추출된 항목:
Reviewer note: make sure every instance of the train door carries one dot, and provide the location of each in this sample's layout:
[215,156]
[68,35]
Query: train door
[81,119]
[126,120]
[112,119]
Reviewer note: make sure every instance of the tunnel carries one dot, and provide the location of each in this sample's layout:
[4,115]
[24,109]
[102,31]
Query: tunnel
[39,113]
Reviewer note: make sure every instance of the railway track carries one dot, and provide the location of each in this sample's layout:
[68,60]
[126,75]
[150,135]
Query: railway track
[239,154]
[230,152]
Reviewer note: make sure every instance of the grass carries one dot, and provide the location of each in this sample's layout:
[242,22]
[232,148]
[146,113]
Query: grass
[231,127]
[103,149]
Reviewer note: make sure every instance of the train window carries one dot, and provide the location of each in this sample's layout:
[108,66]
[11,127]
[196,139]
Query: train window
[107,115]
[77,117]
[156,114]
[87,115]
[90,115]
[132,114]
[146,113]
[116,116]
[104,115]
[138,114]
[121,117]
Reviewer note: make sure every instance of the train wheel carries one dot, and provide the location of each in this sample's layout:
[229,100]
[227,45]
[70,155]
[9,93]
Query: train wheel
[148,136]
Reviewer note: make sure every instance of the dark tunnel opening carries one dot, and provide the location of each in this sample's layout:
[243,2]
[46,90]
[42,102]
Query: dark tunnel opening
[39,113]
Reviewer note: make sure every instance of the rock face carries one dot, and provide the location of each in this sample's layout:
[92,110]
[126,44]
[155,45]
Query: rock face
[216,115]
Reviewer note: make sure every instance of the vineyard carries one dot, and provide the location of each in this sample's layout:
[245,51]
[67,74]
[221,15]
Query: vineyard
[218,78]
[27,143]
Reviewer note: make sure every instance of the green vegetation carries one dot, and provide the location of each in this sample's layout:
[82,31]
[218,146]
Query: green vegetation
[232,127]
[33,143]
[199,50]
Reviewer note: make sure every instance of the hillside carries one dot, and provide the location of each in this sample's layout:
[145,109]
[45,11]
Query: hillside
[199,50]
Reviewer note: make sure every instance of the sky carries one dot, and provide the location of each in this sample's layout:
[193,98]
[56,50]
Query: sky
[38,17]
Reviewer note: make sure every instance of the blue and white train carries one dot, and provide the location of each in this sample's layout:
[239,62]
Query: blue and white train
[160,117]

◆ **목표**
위의 항목을 전부 한 글자도 바꾸지 말고 그대로 다시 적어 주세요.

◆ **최종 결과**
Reviewer note: make sure every instance of the train door carries one dot, and provide the location of each in this sample's layout:
[215,156]
[68,35]
Query: train door
[81,119]
[126,120]
[112,119]
Reviewer note: make sure every instance of the tunnel carries one dot, and provide the location of each in this sample's layout:
[4,115]
[24,109]
[102,31]
Query: tunnel
[39,113]
Reviewer note: make sure every instance of the railway track carries one dot, and provide the location of each in this sample's layout:
[68,60]
[126,75]
[150,135]
Query: railway track
[239,154]
[230,152]
Reviewer note: make sure every instance of the grass carries one dot, and provide the location of each in this sample's layout:
[242,22]
[232,148]
[146,113]
Query: grass
[231,127]
[103,149]
Reviewer note: make sure every instance of the train window carries one dot, and provide the location of each in this sample's layout:
[108,66]
[11,127]
[196,139]
Query: train window
[107,115]
[77,117]
[156,114]
[87,115]
[90,115]
[132,114]
[146,113]
[116,116]
[104,115]
[138,114]
[121,117]
Reviewer note: make sure every instance of the train wheel carries one dot, and provide the location of each in this sample's layout:
[229,100]
[227,45]
[70,155]
[9,93]
Query: train wheel
[148,136]
Reviewer note: make sure every instance of the dark tunnel opening carries one dot, and provide the location of each in this sample's layout:
[243,2]
[46,90]
[42,102]
Query: dark tunnel opening
[39,113]
Reviewer note: make sure every instance of the rock face carries one dot, and provide the location of each in this sample's layout:
[92,110]
[126,44]
[155,45]
Query: rock face
[216,115]
Reviewer note: make sure every instance of the vineyard carries one dot, and provide the location of each in this sample's layout:
[245,51]
[67,74]
[221,15]
Query: vineyard
[218,78]
[27,143]
Reviewer note: make sure every instance of the green vegetation carries one dot, and provide the location of each in this sample's layout:
[82,31]
[218,146]
Query: green vegetation
[232,127]
[33,143]
[199,50]
Reviewer note: make sure every instance of the hillside carries one dot, and provide the location of each in this sample's layout:
[145,109]
[45,11]
Query: hillside
[199,50]
Reviewer note: make sure every instance of the sky carries one dot, and provide the location of each in this sample's layout:
[193,98]
[56,50]
Query: sky
[38,17]
Reviewer note: make sure every instance of the blue and white train carries one dot, and provide the location of each in this sample's layout:
[239,62]
Query: blue and white train
[160,117]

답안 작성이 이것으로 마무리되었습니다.